▶ [FRAGMENTO SELECCIONADO]
Otro proyecto que no logró cautivar al público fue The Leftovers, que ofreció un primer episodio lleno de inquietantes posibilidades y después se dedicó a ofrecer soluciones argumentales incompletas durante su temporada inaugural. La segunda temporada mejoró palpablemente, pero el público no quiso regresar, quizá a sabiendas de que series como Lost (ABC) ya les habían jugado malas pasadas con tramas inconclusas y explicaciones sacadas de la manga.
Hoy en día HBO cifra sus esperanzas en Westworld, basada en la película escrita y dirigida por Michael Crichton en 1973. La historia se sitúa en un parque de diversiones para millonarios donde pueden vivir vidas alternas en diversos ambientes poblados por robots de apariencia humana. La producción cuenta con talento reconocido en ambos lados de la cámara: J.J. Abrams y Jonathan Nolan son sus productores, y las actuaciones de Anthony Hopkins, Ed Harris, Jeffrey Wright, Evan Rachel Wood y Thandie Newton seguro darán de qué hablar.

▶ [DATOS PROPORCIONADOS]
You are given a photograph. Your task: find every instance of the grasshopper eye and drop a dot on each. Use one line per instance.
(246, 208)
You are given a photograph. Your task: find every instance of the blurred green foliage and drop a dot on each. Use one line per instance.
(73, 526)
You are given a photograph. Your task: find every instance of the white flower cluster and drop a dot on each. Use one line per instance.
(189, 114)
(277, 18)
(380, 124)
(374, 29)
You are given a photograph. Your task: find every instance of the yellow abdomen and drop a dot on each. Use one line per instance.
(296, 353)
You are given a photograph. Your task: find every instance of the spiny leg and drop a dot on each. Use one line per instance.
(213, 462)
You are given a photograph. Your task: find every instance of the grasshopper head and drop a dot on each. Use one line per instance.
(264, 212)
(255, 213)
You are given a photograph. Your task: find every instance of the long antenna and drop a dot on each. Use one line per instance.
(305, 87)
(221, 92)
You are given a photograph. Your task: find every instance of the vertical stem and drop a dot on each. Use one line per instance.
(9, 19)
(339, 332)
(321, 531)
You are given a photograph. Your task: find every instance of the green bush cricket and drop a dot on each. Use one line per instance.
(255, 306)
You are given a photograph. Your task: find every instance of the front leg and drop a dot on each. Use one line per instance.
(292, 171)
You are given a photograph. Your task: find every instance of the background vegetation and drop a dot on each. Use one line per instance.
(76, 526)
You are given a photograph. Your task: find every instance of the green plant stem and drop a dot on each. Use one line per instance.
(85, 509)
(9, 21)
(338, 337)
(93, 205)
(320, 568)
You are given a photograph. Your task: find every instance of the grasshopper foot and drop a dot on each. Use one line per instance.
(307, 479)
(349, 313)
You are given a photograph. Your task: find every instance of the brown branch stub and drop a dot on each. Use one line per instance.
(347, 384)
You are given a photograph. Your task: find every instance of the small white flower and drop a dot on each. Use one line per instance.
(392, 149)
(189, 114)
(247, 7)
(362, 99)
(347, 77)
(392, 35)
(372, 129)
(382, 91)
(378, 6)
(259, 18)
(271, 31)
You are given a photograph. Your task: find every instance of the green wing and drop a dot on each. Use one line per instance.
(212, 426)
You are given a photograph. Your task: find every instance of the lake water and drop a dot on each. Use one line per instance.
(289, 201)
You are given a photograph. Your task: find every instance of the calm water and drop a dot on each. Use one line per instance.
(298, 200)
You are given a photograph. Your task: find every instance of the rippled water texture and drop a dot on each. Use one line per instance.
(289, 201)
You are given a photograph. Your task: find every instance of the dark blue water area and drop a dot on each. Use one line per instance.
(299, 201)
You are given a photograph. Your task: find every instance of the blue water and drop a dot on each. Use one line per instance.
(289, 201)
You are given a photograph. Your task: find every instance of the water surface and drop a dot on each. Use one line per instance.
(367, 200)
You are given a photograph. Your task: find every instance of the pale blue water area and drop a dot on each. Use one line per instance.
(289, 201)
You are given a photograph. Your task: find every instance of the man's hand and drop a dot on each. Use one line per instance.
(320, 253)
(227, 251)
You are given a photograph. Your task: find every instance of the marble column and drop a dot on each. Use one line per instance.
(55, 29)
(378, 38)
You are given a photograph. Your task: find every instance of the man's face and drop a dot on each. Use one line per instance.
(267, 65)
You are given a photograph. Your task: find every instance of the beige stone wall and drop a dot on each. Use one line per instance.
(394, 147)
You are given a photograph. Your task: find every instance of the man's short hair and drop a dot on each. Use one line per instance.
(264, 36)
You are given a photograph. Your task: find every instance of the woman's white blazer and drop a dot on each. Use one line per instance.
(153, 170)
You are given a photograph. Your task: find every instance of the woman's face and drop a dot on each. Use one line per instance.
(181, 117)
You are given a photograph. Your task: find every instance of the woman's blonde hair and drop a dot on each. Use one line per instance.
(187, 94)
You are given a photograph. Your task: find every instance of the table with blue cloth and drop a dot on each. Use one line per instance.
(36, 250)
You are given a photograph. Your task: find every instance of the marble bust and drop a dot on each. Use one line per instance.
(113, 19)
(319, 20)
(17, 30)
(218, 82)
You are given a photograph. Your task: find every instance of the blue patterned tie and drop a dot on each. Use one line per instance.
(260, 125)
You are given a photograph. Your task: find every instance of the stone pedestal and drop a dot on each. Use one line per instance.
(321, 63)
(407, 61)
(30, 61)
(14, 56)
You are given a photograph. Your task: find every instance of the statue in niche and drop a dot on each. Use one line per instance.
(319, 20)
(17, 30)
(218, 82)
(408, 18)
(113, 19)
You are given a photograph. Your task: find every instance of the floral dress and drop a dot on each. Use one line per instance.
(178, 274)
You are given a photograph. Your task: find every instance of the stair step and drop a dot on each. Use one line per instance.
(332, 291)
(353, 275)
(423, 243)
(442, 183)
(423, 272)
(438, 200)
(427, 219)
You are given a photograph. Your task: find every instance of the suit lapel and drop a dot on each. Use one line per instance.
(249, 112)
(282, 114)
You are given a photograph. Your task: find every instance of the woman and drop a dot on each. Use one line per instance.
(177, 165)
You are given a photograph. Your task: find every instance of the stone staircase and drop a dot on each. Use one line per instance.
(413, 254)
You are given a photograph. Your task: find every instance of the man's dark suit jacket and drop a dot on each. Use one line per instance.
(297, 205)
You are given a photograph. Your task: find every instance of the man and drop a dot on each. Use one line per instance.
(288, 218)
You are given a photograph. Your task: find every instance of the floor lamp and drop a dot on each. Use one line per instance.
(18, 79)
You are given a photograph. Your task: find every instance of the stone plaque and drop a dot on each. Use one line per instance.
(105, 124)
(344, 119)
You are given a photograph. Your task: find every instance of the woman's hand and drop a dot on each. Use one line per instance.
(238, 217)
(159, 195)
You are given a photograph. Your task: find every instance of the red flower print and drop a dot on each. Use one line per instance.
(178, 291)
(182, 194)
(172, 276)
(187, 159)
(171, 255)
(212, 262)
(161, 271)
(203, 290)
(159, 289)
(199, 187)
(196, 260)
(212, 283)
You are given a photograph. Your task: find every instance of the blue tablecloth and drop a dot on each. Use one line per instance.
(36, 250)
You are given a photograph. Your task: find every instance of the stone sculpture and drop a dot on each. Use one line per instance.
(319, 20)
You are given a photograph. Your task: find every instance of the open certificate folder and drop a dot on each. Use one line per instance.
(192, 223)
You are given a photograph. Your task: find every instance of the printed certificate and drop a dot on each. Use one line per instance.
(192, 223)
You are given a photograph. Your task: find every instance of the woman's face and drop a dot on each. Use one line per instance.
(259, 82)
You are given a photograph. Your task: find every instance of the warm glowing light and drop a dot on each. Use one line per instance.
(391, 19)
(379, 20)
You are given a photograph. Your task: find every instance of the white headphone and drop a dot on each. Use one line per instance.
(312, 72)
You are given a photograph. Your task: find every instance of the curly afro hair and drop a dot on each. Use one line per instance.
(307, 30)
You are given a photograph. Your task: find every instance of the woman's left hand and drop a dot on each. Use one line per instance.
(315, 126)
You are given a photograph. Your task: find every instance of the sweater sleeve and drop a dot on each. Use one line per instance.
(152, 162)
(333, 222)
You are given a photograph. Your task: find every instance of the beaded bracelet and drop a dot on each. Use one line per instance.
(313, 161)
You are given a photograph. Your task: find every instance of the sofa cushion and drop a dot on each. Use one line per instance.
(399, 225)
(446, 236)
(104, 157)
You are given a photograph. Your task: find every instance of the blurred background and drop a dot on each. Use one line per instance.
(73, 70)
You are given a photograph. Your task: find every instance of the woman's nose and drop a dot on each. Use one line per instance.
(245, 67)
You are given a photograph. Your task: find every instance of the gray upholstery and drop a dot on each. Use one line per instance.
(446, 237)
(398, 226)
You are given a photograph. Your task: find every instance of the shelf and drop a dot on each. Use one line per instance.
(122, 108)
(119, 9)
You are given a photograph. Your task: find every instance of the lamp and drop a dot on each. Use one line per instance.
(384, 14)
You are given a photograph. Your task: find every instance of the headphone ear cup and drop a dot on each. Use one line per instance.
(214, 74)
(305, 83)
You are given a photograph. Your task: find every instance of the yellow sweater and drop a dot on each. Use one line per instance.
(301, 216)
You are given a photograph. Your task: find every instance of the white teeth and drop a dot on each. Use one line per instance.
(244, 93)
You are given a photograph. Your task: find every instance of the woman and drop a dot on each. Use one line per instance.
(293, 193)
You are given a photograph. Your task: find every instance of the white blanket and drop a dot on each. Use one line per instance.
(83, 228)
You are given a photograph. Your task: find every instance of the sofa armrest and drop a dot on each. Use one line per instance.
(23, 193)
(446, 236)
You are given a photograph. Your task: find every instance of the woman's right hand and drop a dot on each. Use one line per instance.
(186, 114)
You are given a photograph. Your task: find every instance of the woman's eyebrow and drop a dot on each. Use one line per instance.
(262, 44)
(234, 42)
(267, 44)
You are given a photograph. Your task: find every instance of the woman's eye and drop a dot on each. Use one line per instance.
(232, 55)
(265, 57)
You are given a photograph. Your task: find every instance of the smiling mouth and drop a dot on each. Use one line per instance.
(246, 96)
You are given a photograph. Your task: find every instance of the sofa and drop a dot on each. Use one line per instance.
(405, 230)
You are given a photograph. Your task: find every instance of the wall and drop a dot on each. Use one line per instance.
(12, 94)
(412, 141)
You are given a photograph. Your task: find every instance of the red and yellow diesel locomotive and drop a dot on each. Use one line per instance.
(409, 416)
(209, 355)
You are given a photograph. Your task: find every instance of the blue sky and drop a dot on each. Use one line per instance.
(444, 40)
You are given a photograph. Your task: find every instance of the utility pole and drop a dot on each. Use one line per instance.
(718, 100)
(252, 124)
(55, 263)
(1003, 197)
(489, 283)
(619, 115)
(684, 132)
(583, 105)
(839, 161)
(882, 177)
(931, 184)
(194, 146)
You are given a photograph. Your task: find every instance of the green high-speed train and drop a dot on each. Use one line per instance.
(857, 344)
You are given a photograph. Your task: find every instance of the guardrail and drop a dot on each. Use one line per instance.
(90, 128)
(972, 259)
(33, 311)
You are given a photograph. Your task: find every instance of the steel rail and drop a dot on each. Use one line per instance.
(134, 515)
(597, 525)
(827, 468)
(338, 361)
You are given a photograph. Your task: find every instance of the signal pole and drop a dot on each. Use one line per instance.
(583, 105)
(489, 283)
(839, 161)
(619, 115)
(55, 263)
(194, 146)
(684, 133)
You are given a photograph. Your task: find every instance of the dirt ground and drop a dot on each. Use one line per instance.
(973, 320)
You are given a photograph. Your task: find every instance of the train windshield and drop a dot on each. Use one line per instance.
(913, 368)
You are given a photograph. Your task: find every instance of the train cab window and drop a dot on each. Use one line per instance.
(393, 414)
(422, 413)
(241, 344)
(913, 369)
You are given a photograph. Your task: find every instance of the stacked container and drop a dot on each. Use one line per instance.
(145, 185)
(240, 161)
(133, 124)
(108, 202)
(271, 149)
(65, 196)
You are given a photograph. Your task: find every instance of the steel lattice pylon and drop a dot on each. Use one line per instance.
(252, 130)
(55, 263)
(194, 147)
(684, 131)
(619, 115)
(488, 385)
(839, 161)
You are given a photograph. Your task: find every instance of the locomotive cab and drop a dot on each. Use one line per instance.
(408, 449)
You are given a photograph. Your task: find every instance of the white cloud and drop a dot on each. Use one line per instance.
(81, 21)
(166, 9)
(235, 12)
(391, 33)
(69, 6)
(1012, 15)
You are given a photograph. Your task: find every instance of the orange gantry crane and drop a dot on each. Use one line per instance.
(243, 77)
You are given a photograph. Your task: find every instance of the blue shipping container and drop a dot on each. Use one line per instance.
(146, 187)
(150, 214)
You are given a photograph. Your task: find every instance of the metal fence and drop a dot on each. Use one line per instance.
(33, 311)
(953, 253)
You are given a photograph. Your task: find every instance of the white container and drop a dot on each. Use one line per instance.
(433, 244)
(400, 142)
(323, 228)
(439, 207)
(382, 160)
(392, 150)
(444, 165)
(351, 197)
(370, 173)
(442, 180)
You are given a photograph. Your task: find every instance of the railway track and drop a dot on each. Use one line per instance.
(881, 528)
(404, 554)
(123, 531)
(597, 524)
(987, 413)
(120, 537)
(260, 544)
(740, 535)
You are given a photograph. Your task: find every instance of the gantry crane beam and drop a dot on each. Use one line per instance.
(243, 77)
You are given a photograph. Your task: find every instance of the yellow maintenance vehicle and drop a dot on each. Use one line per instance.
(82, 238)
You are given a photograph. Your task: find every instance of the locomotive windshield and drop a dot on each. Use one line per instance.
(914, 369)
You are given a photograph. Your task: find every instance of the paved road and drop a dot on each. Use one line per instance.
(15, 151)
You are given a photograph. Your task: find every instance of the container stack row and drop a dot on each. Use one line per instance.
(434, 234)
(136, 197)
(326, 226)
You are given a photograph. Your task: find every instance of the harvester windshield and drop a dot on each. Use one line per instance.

▶ [TAREAS PENDIENTES]
1/ Enumera todos los intérpretes que, según el fragmento seleccionado, actúan en Westworld.
2/ Retoma el fragmento seleccionado sobre las series de HBO y continúalo a partir de su última oración.

▶ [RESULTADOS POR TAREA]
1/ Anthony Hopkins, Ed Harris, Jeffrey Wright, Evan Rachel Wood y Thandie Newton.

2/
Pero la pregunta sigue en el aire: ¿Puede una serie descrita por sus creadores como “una oscura odisea sobre los albores de la consciencia artificial y el futuro del pecado” emocionarnos tanto como ver a un gigante bajo una lluvia de flechas derribando la puerta de un castillo? No sé, si yo trabajara en HBO seguramente estaría pasando bastantes horas presa del insomnio.